__Soal 1__.
Temukan semua baris dalam catatan yang memuat kata "distant", lalu salin setiap baris tersebut.

+ + + +

Perkembangan dan Pengertian Perlindungan Hukum Awal mula dari munculnya teori perlindungan hukum ini bersumber dari teori hukum alam atau aliran hukum alam. Aliran ini dipelopori oleh Plato, Aristoteles (murid Plato), dan Zeno (pendiri aliran Stoic). Menurut aliran hukum alam menye-
butkan bahwa hukum itu bersumber dari Tuhan yang bersifat universal dan abadi, serta antara hukum dan moral tidak boleh dipisahkan. Para penganut aliran ini memandang bahwa hukum dan moral adalah cerminan dan aturan secara internal dan eksternal dari kehidupan manusia yang diwujudkan melalui hukum dan moral. Menurut Thomas Aquinas hukum alam adalah ketentuan akal yang bersumber dari Tuhan yang bertujuan untuk kebaikan dan dibuat oleh orang yang mengurus masyarakat untuk disebarluaskan. Eksistensi dan konsep hukum alam selama ini, masih banyak dipertentangkan dan ditolak oleh sebagian besar filosof hukum, tetapi dalam kenyataan justru tulisan-tulisan pakar yang menolak itu, banyak menggunakan paham hukum alam yang kemungkinan tidak disadarinya. Salah satu alasan yang mendasari penolakan sejumlah filosof hukum terhadap hukum alam, karena mereka masih menganggap pencarian terhadap sesuatu yang absolut dari hukum alam, hanya merupakan suatu perbuatan yang sia-sia dan tidak bermanfaat. Terjadi perbedaan pandangan para filosof tentang eksitensi hukum alam, tetapi pada aspek yang lain juga menimbulkan sejumlah harapan bahwa pencarian pada yang “absolut” merupakan kerinduan manusia akan hakikat keadilan. Hukum alam sebagai kaidah yang bersifat “universal, abadi, dan berlaku mutlak”, ternyata dalam kehidupan modern sekalipun tetap akan eksis yang terbukti dengan semakin banyaknya orang membicarakan masalah hak asasi manusia. Menurut Von Thomas Aquinas mengatakan bahwa hukum alam adalah cerminan dari undangundang abadi (lex naturalis). Jauh sebelum lahirnya aliran sejarah hukum, ternyata aliran hukum alam tidak hanya disajikan sebagai ilmu pengetahuan, tetapi juga diterima sebagai prinsip-prinsip dasar dalam perundang-undangan. Keseriusan umat manusia akan kerinduan terhadap keadilan, merupakan hal yang esensi yang berharap adanya suatu hukum yang lebih tinggi dari hukum positif.

+ + + +

__Soal 2__.
Menurut kutipan sumber tentang perlindungan hukum, siapa saja pelopor aliran hukum alam?

__Data Tersedia__.

+ + + +

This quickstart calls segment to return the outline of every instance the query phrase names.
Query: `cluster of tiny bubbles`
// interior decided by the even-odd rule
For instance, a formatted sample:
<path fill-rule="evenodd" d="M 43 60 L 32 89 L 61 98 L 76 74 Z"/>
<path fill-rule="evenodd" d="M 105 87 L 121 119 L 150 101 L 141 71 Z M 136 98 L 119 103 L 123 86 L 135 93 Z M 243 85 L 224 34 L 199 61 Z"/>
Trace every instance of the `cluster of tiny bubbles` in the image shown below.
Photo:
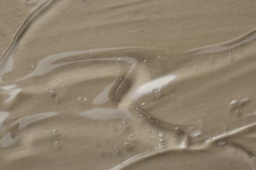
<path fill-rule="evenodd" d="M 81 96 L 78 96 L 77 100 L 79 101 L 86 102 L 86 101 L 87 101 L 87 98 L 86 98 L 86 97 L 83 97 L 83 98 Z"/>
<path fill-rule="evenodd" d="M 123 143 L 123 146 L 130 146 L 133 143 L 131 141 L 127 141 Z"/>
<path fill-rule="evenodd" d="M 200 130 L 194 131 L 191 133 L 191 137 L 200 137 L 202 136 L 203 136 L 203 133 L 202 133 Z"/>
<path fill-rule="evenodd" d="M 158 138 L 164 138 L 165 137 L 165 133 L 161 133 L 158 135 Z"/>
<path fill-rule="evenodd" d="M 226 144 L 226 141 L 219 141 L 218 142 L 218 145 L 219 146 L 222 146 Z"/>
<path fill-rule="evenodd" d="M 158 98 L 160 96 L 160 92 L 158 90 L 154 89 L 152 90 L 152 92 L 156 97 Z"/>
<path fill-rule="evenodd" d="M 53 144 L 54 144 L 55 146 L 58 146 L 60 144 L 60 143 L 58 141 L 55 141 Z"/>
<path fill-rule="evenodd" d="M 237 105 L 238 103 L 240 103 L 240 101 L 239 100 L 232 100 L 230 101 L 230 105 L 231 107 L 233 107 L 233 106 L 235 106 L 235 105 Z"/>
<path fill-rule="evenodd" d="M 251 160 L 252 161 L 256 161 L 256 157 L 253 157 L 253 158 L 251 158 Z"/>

+ + + +

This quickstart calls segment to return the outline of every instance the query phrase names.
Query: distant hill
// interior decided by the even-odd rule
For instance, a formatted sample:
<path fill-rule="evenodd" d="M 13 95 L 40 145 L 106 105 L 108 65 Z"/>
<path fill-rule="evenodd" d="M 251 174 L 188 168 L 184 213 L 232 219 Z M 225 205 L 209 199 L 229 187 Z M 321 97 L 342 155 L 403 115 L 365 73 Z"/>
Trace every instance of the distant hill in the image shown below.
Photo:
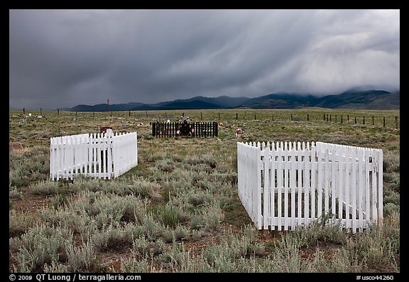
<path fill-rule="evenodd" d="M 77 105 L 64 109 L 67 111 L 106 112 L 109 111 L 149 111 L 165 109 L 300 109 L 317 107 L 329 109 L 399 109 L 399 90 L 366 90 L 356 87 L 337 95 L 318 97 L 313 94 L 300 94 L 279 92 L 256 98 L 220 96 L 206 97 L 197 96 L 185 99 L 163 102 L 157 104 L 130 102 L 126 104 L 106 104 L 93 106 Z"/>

+ + + +

__Jawaban Latihan 1__.
Query: distant hill
Trace every instance of the distant hill in the image shown below.

__Jawaban Latihan 2__.
Aliran hukum alam dipelopori oleh Plato, Aristoteles, dan Zeno.